2002-11-05 03:28:14

by Davide Libenzi

[permalink] [raw]
Subject: [patch] epoll bits 0.30 ...


These are the latest few bits for epoll. Changes :

*) Some constant adjusted

*) Comments plus

*) Better hash initialization

*) Correct timeout setup




- Davide




eventpoll.c | 55 ++++++++++++++++++++++++++++++++++++++-----------------
1 files changed, 38 insertions, 17 deletions





diff -Nru linux-2.5.46.vanilla/fs/eventpoll.c linux-2.5.46.epoll/fs/eventpoll.c
--- linux-2.5.46.vanilla/fs/eventpoll.c Mon Nov 4 15:45:35 2002
+++ linux-2.5.46.epoll/fs/eventpoll.c Mon Nov 4 15:50:27 2002
@@ -61,8 +61,12 @@
/* Maximum storage for the eventpoll interest set */
#define EP_MAX_FDS_SIZE (1024 * 128)

-/* We don't want the hash to be smaller than this */
-#define EP_MIN_HASH_SIZE 101
+/*
+ * We don't want the hash to be smaller than this. This is basically
+ * the highest prime lower than (PAGE_SIZE / sizeof(struct list_head)).
+ */
+#define EP_MIN_HASH_SIZE 509
+
/*
* Event buffer dimension used to cache events before sending them in
* userspace with a __copy_to_user(). The event buffer is in stack,
@@ -188,6 +192,7 @@


static int ep_is_prime(int n);
+static int ep_size_hash(int hintsize);
static int ep_getfd(int *efd, struct inode **einode, struct file **efile);
static int ep_alloc_pages(char **pages, int numpages);
static int ep_free_pages(char **pages, int numpages);
@@ -252,14 +257,14 @@



-/* Report if the number is prime. Needed to correctly size the hash */
+/* Report if the number is prime. Needed to correctly size the hash */
static int ep_is_prime(int n)
{

if (n > 3) {
if (n & 1) {
int i, hn = n / 2;
-
+
for (i = 3; i < hn; i += 2)
if (!(n % i))
return 0;
@@ -296,9 +301,30 @@
}


+static int ep_size_hash(int hintsize)
+{
+ int maxsize = (EP_MAX_HPAGES - 1) * EP_HENTRY_X_PAGE;
+
+ /*
+ * Search the nearest prime number higher than "hintsize" and
+ * smaller than "maxsize".
+ */
+ for (; !ep_is_prime(hintsize); hintsize++);
+ if (hintsize < EP_MIN_HASH_SIZE)
+ hintsize = EP_MIN_HASH_SIZE;
+ else if (hintsize >= maxsize)
+ for (hintsize = maxsize - 1; !ep_is_prime(hintsize); hintsize--);
+
+ return hintsize;
+}
+
+
/*
* It opens an eventpoll file descriptor by suggesting a storage of "size"

-*-

▶ Exercise 1: Rewrite the entries starting at the line containing "Thank you for the photo. Could you indicate the mossy" and ending at the line containing "<point>286,168</point>", putting "pebble" in place of "river stone" and changing nothing else.

▶ Given entries:
-*-

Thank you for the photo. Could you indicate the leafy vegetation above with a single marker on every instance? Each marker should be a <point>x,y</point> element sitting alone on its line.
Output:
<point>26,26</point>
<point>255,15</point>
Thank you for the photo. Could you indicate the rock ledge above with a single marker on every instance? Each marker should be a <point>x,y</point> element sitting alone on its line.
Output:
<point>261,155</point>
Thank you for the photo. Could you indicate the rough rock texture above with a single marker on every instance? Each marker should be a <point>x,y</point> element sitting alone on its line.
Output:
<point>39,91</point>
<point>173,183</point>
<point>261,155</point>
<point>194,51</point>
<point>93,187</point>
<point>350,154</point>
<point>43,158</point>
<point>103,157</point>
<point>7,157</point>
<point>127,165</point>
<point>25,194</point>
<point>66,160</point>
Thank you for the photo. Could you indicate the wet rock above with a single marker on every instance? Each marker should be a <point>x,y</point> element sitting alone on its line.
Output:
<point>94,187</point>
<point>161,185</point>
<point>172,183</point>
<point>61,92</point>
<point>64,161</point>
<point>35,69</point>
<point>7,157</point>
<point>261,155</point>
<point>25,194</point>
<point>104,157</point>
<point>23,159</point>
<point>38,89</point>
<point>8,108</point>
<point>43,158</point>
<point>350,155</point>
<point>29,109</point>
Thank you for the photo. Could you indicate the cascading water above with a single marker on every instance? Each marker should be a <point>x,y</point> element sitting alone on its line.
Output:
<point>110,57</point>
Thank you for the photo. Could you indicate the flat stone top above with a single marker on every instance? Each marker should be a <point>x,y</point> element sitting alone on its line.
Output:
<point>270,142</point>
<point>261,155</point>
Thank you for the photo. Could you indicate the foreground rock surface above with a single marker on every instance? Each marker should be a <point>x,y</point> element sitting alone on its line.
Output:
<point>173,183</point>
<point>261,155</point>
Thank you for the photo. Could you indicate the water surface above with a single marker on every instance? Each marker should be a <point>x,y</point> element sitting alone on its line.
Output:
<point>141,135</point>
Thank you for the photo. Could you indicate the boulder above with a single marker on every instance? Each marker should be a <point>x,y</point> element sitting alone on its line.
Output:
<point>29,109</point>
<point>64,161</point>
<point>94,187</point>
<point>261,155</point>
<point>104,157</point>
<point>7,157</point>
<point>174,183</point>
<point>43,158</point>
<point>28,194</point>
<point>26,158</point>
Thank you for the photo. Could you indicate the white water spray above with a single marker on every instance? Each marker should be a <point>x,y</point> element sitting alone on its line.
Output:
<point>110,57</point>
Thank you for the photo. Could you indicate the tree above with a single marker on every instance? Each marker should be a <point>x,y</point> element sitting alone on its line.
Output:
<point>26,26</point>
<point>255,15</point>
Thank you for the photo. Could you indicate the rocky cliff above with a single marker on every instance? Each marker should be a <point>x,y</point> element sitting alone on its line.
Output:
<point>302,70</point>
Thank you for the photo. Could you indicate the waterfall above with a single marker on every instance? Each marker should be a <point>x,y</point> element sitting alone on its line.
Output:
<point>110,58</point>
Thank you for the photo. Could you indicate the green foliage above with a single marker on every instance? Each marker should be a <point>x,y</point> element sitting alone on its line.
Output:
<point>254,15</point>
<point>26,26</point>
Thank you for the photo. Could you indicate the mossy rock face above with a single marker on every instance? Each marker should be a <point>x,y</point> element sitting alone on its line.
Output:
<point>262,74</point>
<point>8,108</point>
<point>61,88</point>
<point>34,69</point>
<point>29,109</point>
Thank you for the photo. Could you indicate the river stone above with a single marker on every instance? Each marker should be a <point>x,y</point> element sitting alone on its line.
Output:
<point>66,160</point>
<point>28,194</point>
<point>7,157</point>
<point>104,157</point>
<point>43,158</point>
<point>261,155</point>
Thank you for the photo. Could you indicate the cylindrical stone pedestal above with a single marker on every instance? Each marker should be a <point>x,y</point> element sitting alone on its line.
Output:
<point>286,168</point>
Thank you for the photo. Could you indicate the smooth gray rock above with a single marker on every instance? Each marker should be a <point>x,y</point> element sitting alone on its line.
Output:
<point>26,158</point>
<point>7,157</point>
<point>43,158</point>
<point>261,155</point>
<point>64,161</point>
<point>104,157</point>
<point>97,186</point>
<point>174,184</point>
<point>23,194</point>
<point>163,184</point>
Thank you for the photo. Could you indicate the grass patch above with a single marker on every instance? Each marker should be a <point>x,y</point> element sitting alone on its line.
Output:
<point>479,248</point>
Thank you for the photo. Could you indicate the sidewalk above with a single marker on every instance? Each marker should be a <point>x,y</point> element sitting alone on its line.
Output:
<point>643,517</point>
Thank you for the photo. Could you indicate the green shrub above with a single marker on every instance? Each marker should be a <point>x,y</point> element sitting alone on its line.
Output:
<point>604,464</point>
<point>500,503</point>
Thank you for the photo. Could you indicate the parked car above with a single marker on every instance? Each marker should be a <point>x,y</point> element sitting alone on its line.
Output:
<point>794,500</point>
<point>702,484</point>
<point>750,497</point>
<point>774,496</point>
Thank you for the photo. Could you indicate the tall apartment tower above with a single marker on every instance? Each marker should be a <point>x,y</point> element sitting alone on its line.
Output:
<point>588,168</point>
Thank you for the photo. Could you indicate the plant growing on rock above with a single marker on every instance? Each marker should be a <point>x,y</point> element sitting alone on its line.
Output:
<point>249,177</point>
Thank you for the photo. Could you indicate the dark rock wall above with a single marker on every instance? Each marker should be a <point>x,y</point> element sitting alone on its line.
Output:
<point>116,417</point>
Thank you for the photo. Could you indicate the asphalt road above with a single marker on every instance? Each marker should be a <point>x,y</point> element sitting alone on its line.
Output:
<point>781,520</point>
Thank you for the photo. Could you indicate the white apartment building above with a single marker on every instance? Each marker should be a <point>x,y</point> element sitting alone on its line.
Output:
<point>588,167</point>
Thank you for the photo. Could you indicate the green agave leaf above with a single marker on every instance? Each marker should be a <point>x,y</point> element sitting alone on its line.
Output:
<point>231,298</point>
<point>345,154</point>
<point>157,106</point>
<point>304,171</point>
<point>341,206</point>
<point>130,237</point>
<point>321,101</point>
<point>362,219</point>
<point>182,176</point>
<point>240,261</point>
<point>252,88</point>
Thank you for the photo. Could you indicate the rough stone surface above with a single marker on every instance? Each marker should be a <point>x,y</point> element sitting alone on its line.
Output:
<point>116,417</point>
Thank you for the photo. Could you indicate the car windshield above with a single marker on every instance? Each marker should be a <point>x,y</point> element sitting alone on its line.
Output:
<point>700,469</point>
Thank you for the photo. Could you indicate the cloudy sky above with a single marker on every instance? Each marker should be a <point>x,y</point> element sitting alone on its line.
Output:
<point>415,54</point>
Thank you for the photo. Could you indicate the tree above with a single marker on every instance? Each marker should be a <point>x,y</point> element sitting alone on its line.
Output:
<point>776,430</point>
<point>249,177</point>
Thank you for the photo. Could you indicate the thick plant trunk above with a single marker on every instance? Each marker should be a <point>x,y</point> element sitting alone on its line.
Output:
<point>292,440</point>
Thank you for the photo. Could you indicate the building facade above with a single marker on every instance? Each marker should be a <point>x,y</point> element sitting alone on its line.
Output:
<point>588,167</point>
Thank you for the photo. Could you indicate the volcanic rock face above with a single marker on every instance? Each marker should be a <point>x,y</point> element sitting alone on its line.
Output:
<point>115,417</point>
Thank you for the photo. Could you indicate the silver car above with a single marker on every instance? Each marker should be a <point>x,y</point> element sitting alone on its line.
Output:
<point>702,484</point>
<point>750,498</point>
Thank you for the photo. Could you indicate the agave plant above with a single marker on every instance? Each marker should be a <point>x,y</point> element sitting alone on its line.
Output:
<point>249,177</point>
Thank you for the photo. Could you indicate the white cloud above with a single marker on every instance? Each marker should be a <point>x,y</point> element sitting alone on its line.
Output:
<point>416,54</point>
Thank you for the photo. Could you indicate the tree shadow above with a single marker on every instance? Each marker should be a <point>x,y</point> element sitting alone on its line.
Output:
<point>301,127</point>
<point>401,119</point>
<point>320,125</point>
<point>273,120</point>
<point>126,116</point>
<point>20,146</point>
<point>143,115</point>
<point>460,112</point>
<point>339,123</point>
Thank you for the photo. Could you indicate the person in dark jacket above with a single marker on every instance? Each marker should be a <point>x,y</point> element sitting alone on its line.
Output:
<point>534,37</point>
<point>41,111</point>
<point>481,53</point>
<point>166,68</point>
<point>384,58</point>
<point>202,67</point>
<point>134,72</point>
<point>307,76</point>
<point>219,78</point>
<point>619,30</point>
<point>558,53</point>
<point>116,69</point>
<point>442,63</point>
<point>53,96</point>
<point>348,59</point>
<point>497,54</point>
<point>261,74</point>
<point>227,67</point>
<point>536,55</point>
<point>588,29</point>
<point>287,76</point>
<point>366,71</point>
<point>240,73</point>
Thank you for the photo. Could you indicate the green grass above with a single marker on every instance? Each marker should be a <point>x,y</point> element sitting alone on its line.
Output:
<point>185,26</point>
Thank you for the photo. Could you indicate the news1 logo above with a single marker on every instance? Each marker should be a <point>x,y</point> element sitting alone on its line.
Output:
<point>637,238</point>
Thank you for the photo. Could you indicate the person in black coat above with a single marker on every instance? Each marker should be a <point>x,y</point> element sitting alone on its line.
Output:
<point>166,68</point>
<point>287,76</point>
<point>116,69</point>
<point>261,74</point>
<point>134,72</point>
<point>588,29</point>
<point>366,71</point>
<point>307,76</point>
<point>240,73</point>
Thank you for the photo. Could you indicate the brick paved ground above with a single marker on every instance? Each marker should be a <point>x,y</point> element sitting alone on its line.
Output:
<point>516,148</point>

-*-

▶ Exercise 2: Carry on the epoll patch from the point where it stops.

▶ Reply 1:
Thank you for the photo. Could you indicate the mossy rock face above with a single marker on every instance? Each marker should be a <point>x,y</point> element sitting alone on its line.
Output:
<point>262,74</point>
<point>8,108</point>
<point>61,88</point>
<point>34,69</point>
<point>29,109</point>
Thank you for the photo. Could you indicate the pebble above with a single marker on every instance? Each marker should be a <point>x,y</point> element sitting alone on its line.
Output:
<point>66,160</point>
<point>28,194</point>
<point>7,157</point>
<point>104,157</point>
<point>43,158</point>
<point>261,155</point>
Thank you for the photo. Could you indicate the cylindrical stone pedestal above with a single marker on every instance? Each marker should be a <point>x,y</point> element sitting alone on its line.
Output:
<point>286,168</point>

▶ Reply 2:
- * file descriptors. It is the kernel part of the userspace epoll_create(2).
+ * file descriptors. The size parameter is just an hint about how to size
+ * data structures. It won't prevent the user to store more than "size"
+ * file descriptors inside the epoll interface. It is the kernel part of
+ * the userspace epoll_create(2).
*/
asmlinkage int sys_epoll_create(int size)
{
@@ -309,10 +335,8 @@
DNPRINTK(3, (KERN_INFO "[%p] eventpoll: sys_epoll_create(%d)\n",
current, size));

- /* Search the nearest prime number higher than "size" */
- for (; !ep_is_prime(size); size++);
- if (size < EP_MIN_HASH_SIZE)
- size = EP_MIN_HASH_SIZE;
+ /* Correctly size the hash */
+ size = ep_size_hash(size);

/*
* Creates all the items needed to setup an eventpoll file. That is,
@@ -567,7 +591,7 @@
eexit_2:
put_filp(file);
eexit_1:
- return error;
+ return error;
}


@@ -723,8 +747,7 @@
write_unlock_irqrestore(&eplock, flags);

/* Free hash pages */
- if (ep->nhpages > 0)
- ep_free_pages(ep->hpages, ep->nhpages);
+ ep_free_pages(ep->hpages, ep->nhpages);
}


@@ -1126,12 +1149,10 @@
wait_queue_t wait;

/*
- * Calculate the timeout by checking for the "infinite" value ( -1 )
- * and the overflow condition ( > MAX_SCHEDULE_TIMEOUT / HZ ). The
- * passed timeout is in milliseconds, that why (t * HZ) / 1000.
+ * Calculate the timeout by checking for the "infinite" value ( -1 ).
+ * The passed timeout is in milliseconds, that why (t * HZ) / 1000.
*/
- jtimeout = timeout == -1 || timeout > MAX_SCHEDULE_TIMEOUT / HZ ?
- MAX_SCHEDULE_TIMEOUT: (timeout * HZ) / 1000;
+ jtimeout = timeout == -1 ? MAX_SCHEDULE_TIMEOUT: (timeout * HZ) / 1000;

retry:
write_lock_irqsave(&ep->lock, flags);


2002-11-07 00:21:40

by Rusty Russell

[permalink] [raw]
Subject: Re: [patch] epoll bits 0.30 ...

On Mon, 4 Nov 2002 19:44:29 -0800 (PST)
Davide Libenzi <[email protected]> wrote:

>
> These are the latest few bits for epoll. Changes :
>
> *) Some constant adjusted
>
> *) Comments plus
>
> *) Better hash initialization

Um, why doesn't this use linux/hash.h? Haven't looked hard, but...

Cheers,
Rusty.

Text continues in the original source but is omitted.